• [Given request]:
Please output the records below in full, exactly as given, but without the images.

• [Records supplied]:
* Start *
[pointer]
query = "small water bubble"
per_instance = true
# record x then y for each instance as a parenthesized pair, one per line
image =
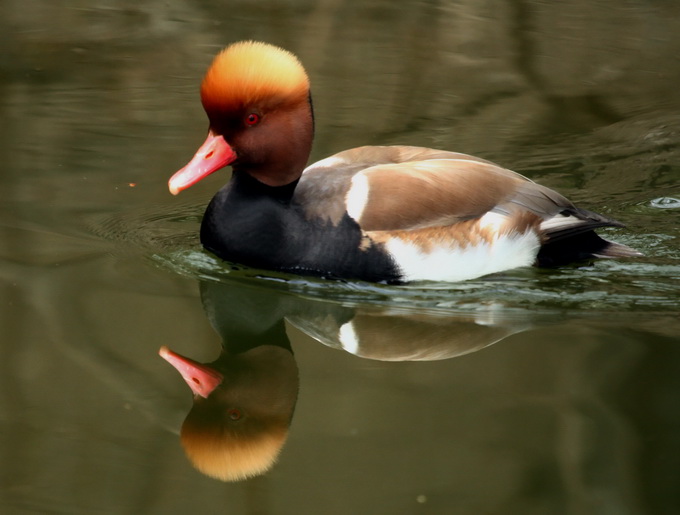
(665, 203)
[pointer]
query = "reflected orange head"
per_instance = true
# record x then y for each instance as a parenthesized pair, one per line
(230, 454)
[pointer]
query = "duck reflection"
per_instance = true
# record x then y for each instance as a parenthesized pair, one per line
(244, 400)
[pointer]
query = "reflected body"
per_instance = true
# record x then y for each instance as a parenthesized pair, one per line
(392, 214)
(243, 401)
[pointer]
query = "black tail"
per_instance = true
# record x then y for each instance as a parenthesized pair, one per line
(581, 247)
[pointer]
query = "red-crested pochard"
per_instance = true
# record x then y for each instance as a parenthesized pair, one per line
(374, 213)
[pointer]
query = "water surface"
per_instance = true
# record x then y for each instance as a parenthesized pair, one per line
(532, 391)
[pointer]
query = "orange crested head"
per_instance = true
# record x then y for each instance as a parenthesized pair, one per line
(253, 73)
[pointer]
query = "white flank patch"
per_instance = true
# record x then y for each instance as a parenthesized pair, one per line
(492, 221)
(357, 196)
(348, 338)
(449, 262)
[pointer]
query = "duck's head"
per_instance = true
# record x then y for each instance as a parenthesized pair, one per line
(243, 406)
(258, 103)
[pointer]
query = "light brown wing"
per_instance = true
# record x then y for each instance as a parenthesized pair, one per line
(406, 188)
(324, 185)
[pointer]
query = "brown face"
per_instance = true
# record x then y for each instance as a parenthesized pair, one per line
(271, 143)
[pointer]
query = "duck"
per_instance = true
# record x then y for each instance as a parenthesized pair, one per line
(384, 214)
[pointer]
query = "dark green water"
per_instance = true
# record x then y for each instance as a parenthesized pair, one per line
(535, 391)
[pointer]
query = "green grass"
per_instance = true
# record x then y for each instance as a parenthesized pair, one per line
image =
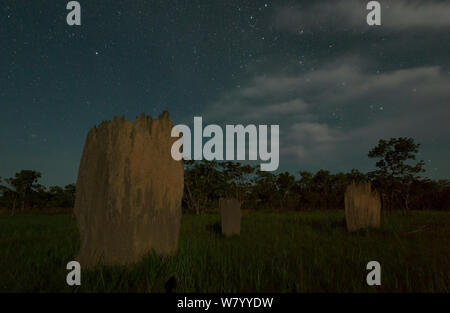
(289, 252)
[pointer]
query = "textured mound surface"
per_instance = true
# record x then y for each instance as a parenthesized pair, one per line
(129, 191)
(230, 212)
(362, 206)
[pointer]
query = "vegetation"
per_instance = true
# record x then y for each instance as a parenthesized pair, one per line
(276, 252)
(397, 178)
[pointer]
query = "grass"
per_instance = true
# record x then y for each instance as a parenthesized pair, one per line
(288, 252)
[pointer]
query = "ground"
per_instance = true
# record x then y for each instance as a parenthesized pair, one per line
(276, 252)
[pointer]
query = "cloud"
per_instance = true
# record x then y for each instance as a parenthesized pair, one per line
(339, 111)
(351, 14)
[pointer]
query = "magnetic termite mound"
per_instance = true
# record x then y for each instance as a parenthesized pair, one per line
(230, 213)
(129, 191)
(362, 206)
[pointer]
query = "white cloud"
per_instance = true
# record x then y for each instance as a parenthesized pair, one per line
(347, 109)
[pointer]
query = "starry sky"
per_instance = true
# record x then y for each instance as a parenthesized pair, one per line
(333, 84)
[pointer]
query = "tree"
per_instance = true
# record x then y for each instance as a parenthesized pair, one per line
(395, 173)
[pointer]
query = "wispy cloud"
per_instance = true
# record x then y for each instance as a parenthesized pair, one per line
(351, 14)
(339, 110)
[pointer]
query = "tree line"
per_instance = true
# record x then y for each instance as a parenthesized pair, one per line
(399, 178)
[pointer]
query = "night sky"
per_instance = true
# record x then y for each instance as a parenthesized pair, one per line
(333, 84)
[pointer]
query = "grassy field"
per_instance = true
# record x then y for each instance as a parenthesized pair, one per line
(289, 252)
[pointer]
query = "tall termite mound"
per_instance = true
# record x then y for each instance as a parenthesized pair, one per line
(129, 190)
(362, 206)
(230, 212)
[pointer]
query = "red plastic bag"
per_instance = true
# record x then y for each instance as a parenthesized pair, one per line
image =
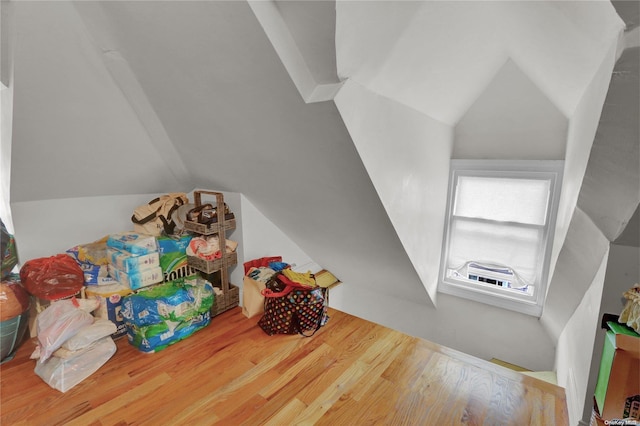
(52, 278)
(263, 261)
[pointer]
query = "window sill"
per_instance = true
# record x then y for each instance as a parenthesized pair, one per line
(495, 298)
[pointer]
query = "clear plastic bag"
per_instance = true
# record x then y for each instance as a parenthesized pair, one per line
(89, 334)
(63, 374)
(61, 320)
* End *
• [Solution to this exercise]:
[pointer]
query = "small water bubble"
per_instance = true
# record x then y for each instance as a parenthesized pair, one per line
image =
(665, 203)
[pointer]
query = "reflected orange head"
per_instance = true
# record x then y for each instance as a parenthesized pair, one per line
(230, 454)
[pointer]
query = "duck reflection"
per_instance = true
# record x then y for each instance as a parenthesized pair, one per line
(244, 400)
[pointer]
query = "reflected body"
per_instance = true
# record x then y for each instance as a parenthesized pair, one per line
(392, 214)
(243, 401)
[pointer]
query = "black tail"
per_instance = true
# record x then y for each instance as a parenthesized pair, one per line
(581, 247)
[pointer]
query = "red-crested pochard"
per_instance = true
# record x then y for each instance as a parenthesized pair, one per line
(374, 213)
[pointer]
query = "water surface"
per_instance = true
# record x then y for each instance as a parenthesized pair, one per line
(532, 391)
[pointer]
query = "orange crested head"
per_instance = true
# record x then y for each instance as a parenthesized pair, one per line
(253, 73)
[pointer]
query = "white flank patch"
per_instance = true
# record x then y for each instance as a parenthesized pair, one per line
(492, 221)
(357, 196)
(348, 338)
(449, 262)
[pointer]
query = "duck's head"
per_instance = true
# record x then y for each instance as a parenthesized pair, one per line
(243, 406)
(258, 103)
[pointer]
query = "light brown wing"
per_instance = true
# record x then y for each instance as a parenthesized pair, one per line
(406, 188)
(324, 185)
[pointer]
query = "brown face"
per_instance = true
# record x then y for each instance as a parenthesized pair, one per line
(271, 143)
[pointer]
query = "duck"
per_instance = true
# record x then y for each instance as a parenthesized pair, one per line
(384, 214)
[pointer]
query = "dark green water"
per_instance = true
# record x then y for each instance as a parenthesized pair, one per line
(535, 391)
[pointer]
query = "green grass"
per_instance = true
# record x then y for each instance as a parenthesized pair, one per line
image =
(289, 252)
[pointer]
query = "textured mound surface"
per_instance = true
# record x then y for each instance as a parenthesized pair, one per line
(129, 191)
(230, 212)
(362, 206)
[pointer]
query = "vegetation"
per_instance = true
# record x then y for each instance as a parenthesized pair, one per line
(276, 252)
(397, 178)
[pointer]
query = "grass"
per_instance = true
# record x then y for each instance as a parenthesized pair, one per line
(288, 252)
[pointer]
query = "ground"
per_instance = true
# record x then y for each instance as a parenthesized pair, one per line
(276, 252)
[pointer]
query = "cloud"
per_instance = true
# record x then y for each instance as a parenthesized pair, one per line
(339, 111)
(351, 14)
[pointer]
query = "magnetic termite mound"
per_instance = true
# record x then y for each instance as a parenthesized pair, one per line
(230, 213)
(129, 191)
(362, 206)
[pointer]
query = "white cloud"
per_instance = true
# record x then y for each instance as a parenthesized pair, one per line
(347, 109)
[pointer]
query = "starry sky"
per_instance = true
# record x then y for each instance as a parenthesized pair, one per line
(333, 84)
[pointer]
query = "tree"
per_instance = true
# record x then y for each instance as a parenthesized pair, one per line
(395, 173)
[pointer]
query = "wispy cloud"
per_instance = true
# record x then y for each instance as a parenthesized pair, one per line
(351, 14)
(339, 110)
[pointer]
query = "tree line"
per_instance = true
# record x then y for each instance as a parenthesized pair, one per line
(399, 178)
[pointer]
query = "night sky"
per_instance = true
# record x then y for each instance as a parenthesized pair, one per line
(333, 84)
[pointer]
query = "grassy field"
per_instance = true
# record x then y for each instance as a parenthesized pair, one per line
(289, 252)
[pointer]
query = "tall termite mound"
per_instance = true
# record x then y for each instance as a parenthesized pair, one per line
(129, 190)
(362, 206)
(230, 212)
[pointer]
query = "red plastic bag"
per_instance = true
# record x then y for each instance as a parenthesized pair, one per line
image =
(52, 278)
(263, 261)
[pointer]
query = "window sill"
per_instance = true
# record x then y for each instance as a parenthesized pair, one per line
(495, 298)
[pointer]
query = "clear plastic bag"
per_instance = true
# record x then y for each instance as a parenthesized pair, one per line
(89, 334)
(63, 374)
(61, 320)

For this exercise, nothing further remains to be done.